[What is expected]: Among the entries, find the lines with the string "green" and report them.
━━ Material for the task ━━
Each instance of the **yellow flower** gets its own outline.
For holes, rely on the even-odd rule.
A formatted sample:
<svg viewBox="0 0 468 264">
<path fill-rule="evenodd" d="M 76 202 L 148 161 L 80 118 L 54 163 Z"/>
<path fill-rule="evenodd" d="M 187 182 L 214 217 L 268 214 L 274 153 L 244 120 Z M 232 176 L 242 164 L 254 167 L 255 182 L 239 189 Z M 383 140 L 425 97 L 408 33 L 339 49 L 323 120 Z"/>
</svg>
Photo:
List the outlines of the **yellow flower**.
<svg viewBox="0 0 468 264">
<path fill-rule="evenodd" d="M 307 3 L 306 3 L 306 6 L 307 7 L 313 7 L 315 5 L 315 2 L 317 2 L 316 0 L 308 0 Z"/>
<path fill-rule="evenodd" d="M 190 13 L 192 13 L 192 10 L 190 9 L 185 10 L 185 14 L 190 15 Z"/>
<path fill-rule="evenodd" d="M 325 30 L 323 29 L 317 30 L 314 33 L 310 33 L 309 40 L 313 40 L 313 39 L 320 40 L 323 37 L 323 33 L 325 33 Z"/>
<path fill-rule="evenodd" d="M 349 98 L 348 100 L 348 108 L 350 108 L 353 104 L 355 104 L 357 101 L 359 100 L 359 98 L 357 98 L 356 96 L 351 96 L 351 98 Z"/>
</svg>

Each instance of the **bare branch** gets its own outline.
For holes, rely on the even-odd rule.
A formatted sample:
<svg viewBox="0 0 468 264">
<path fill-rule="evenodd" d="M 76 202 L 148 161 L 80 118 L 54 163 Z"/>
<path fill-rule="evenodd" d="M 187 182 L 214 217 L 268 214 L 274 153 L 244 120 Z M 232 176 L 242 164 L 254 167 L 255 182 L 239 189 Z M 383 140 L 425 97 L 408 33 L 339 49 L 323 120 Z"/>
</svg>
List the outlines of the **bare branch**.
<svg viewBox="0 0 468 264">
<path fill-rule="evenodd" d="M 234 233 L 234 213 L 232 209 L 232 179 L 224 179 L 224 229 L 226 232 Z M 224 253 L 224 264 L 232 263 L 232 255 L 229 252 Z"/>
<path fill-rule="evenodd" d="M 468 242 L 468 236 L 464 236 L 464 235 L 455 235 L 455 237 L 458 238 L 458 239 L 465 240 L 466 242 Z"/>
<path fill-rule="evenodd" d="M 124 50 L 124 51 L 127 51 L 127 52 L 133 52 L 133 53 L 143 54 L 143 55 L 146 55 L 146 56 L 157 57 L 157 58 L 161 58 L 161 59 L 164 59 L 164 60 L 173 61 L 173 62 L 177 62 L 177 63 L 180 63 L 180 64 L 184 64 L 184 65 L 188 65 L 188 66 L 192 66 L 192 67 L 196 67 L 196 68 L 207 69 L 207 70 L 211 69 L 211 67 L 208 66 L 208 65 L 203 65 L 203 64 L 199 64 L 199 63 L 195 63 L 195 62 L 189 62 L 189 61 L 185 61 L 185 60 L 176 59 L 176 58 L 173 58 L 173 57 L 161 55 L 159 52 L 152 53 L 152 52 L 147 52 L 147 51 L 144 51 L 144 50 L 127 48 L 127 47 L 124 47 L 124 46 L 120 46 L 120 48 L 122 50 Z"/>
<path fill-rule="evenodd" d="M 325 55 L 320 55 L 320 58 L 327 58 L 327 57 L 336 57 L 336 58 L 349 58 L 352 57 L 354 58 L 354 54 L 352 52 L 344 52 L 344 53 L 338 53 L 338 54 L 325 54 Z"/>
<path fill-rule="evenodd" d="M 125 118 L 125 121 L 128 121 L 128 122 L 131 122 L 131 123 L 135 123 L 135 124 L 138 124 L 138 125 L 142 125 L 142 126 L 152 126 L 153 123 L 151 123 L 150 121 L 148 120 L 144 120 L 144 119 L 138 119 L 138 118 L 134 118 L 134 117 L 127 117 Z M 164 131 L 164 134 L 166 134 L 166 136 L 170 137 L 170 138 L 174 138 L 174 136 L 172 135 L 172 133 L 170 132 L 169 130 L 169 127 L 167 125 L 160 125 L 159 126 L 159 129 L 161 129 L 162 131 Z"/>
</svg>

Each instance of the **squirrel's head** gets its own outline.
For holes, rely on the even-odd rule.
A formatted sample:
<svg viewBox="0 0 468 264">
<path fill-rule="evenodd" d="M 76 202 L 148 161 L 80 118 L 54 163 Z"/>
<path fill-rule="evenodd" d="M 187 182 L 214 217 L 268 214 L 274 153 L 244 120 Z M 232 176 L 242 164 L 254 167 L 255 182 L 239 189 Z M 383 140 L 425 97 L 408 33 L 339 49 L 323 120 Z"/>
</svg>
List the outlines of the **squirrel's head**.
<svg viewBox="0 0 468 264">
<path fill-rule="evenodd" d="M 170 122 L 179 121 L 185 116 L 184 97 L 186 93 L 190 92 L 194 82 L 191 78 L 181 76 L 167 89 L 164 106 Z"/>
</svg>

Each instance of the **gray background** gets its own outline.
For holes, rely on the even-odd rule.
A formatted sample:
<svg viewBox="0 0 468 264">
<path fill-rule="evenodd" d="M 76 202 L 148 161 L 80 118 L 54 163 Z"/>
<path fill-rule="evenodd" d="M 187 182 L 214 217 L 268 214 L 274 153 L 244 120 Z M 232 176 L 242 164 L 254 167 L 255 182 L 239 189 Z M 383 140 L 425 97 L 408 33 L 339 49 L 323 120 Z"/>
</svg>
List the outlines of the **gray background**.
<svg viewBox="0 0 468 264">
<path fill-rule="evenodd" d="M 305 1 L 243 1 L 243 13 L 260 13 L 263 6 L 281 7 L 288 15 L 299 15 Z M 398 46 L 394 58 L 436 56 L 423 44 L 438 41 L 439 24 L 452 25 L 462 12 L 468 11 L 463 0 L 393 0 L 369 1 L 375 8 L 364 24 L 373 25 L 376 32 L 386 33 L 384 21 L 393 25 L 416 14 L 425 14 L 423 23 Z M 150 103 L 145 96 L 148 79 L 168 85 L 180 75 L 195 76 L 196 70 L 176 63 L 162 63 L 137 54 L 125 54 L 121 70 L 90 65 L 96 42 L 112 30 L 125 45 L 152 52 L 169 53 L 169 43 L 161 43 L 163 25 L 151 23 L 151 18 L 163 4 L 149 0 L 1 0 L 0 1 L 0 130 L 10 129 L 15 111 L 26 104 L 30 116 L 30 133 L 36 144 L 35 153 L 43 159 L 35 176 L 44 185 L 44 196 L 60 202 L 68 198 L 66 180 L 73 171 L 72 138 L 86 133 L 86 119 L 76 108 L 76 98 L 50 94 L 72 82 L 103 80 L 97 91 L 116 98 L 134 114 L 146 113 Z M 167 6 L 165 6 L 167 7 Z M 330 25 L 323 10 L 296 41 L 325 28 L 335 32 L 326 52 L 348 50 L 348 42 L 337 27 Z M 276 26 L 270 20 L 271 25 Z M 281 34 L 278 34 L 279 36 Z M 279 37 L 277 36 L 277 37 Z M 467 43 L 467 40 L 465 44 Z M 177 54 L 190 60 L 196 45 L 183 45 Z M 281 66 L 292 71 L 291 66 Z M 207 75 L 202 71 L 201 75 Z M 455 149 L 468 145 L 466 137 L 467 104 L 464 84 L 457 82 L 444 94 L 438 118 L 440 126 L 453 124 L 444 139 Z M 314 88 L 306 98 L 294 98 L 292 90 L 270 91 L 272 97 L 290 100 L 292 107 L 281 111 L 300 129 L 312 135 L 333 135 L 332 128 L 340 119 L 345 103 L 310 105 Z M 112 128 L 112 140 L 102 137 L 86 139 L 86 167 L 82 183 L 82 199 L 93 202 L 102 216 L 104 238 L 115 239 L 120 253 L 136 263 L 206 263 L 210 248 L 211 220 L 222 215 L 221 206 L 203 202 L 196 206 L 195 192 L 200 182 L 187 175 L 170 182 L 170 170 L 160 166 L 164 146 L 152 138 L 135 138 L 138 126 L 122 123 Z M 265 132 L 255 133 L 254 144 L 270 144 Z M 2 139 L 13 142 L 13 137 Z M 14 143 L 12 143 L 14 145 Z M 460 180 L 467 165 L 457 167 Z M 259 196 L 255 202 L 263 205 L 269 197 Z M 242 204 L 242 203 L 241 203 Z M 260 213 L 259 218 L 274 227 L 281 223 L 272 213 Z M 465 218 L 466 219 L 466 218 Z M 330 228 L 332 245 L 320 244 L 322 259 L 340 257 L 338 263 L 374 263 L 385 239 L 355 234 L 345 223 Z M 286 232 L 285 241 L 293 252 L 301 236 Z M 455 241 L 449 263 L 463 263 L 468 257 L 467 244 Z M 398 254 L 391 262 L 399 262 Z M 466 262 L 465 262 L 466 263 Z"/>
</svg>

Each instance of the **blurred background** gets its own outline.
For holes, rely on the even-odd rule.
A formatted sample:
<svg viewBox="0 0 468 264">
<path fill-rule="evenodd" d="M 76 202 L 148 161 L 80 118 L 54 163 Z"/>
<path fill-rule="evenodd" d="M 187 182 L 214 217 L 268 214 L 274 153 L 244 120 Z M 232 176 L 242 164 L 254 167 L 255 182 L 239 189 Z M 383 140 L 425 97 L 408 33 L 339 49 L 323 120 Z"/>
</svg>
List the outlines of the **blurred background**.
━━━
━━ Material for the task ━━
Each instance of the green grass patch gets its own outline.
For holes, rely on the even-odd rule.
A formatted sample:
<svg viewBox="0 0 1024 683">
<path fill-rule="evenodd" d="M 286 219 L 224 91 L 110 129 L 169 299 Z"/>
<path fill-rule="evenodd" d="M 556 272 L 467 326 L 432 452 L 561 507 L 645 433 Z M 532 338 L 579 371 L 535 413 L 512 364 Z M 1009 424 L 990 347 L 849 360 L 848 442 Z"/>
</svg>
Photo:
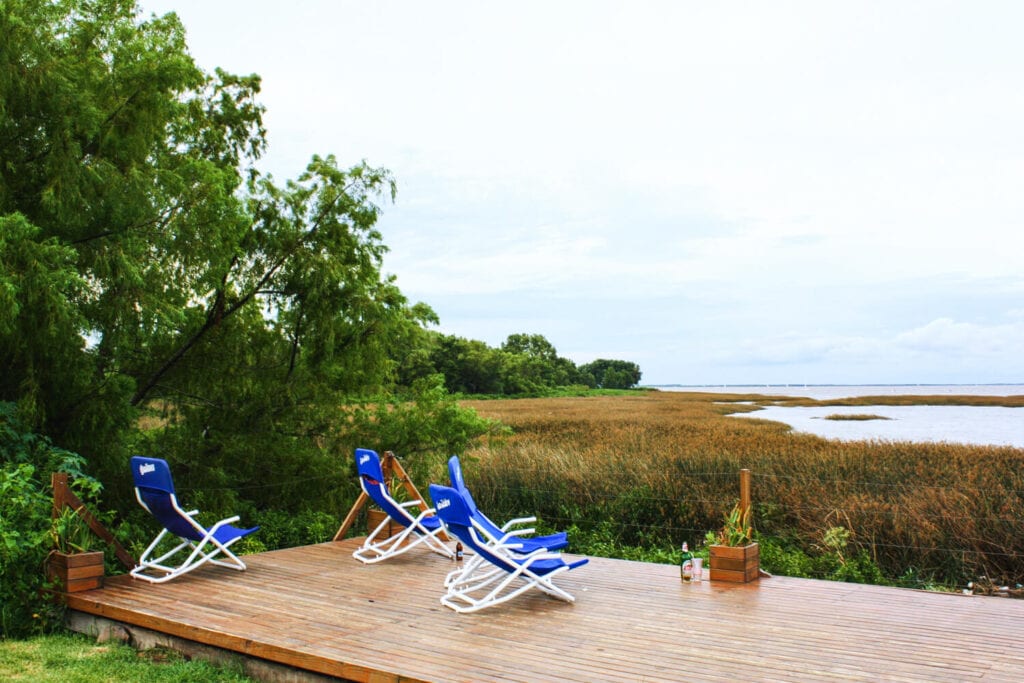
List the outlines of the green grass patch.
━━━
[The completed task]:
Each instance of the green grass patch gets its own outline.
List the outlines of the green grass patch.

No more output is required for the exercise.